──────── Provided data ────────

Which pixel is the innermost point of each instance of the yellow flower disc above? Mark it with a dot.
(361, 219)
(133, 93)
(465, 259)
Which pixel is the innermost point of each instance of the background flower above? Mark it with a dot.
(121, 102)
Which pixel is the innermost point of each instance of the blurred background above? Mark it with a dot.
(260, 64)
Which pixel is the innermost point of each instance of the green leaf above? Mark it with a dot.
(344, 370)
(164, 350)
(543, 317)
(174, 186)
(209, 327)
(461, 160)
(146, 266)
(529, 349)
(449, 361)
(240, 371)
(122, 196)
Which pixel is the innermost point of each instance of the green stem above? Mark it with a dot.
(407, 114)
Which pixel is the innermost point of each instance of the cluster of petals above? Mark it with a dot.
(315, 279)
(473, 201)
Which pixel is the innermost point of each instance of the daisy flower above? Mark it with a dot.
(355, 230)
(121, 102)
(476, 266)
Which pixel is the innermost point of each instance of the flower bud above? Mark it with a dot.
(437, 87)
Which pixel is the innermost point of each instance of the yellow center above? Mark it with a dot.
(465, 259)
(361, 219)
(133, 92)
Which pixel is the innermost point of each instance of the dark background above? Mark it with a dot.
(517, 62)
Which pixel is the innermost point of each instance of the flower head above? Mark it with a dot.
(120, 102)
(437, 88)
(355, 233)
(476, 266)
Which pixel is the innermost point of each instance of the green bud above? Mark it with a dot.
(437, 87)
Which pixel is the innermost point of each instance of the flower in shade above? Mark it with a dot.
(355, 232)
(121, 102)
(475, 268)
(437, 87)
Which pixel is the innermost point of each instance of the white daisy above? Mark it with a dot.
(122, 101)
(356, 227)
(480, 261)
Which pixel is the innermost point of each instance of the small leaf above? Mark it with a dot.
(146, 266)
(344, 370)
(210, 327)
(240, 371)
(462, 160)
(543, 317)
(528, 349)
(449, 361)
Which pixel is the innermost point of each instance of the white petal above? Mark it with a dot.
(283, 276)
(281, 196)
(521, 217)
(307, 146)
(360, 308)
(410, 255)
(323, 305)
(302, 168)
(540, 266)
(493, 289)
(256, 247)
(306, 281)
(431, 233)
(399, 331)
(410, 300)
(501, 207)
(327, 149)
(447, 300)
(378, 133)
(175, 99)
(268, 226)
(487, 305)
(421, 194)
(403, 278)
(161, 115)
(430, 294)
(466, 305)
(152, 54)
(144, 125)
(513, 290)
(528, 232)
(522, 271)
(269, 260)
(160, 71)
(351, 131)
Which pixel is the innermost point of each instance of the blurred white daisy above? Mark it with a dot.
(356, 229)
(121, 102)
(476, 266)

────────

*Task item*. Repeat the records above exactly, with nothing left out.

*Task response*.
Which pixel is the innermost point of each instance of the yellow flower disc above? Mark it with a dot.
(361, 219)
(133, 93)
(465, 259)
Which pixel is the innermost point of each instance of the background flower above? Mark it with a dot.
(121, 102)
Which pixel is the innermost point of each instance of the blurred background above? Mark it with a dot.
(260, 64)
Which pixel is the innermost point of each instance of the green leaf above? Mark it with a dot.
(344, 370)
(164, 350)
(543, 317)
(174, 186)
(209, 327)
(461, 160)
(146, 266)
(529, 349)
(449, 361)
(240, 371)
(122, 196)
Which pixel is the innermost point of each instance of the green stem above? Mark it with a dot.
(407, 114)
Which pixel is the innermost point of each instance of the cluster of petals above? Mark it with a dot.
(315, 279)
(473, 201)
Which pixel is the innermost point of each instance of the daisy flower above? Mark it with a dot.
(355, 230)
(121, 102)
(476, 266)
Which pixel is the innermost point of each instance of the flower bud above? Mark it with a dot.
(437, 87)
Which pixel is the innermost point of each instance of the yellow center above? Mark it with a dot.
(465, 259)
(361, 219)
(133, 92)
Which pixel is the innermost point of each instance of the dark background above? Mark it with a dot.
(517, 62)
Which pixel is the innermost point of each instance of the flower head above? Mark it with a dot.
(120, 102)
(437, 88)
(355, 233)
(476, 266)
Which pixel is the innermost point of each instance of the green bud above? Mark it with a dot.
(437, 87)
Which pixel is the innermost point of each instance of the flower in shade above? Mark it with a dot.
(355, 232)
(121, 102)
(475, 268)
(437, 87)
Which pixel is the innermost point of each instance of the white daisy above? Mark it with a dot.
(122, 101)
(356, 227)
(480, 261)
Which pixel is the innermost point of each instance of the small leaf above? Mark it with a dot.
(146, 266)
(344, 370)
(210, 327)
(240, 371)
(462, 160)
(543, 317)
(528, 349)
(449, 361)
Which pixel is the innermost point of each instance of the white petal above? Mark it with a dot.
(283, 276)
(281, 196)
(521, 217)
(307, 146)
(360, 308)
(410, 255)
(323, 305)
(302, 168)
(540, 266)
(493, 289)
(256, 247)
(306, 281)
(431, 233)
(399, 331)
(410, 300)
(501, 207)
(327, 149)
(447, 300)
(378, 133)
(175, 99)
(268, 226)
(487, 305)
(421, 194)
(403, 278)
(161, 115)
(430, 294)
(466, 305)
(152, 54)
(144, 125)
(513, 290)
(528, 232)
(522, 271)
(269, 260)
(160, 71)
(351, 131)
Which pixel is the innermost point of each instance of the blurred white daisy above? Mark it with a dot.
(356, 229)
(121, 102)
(476, 266)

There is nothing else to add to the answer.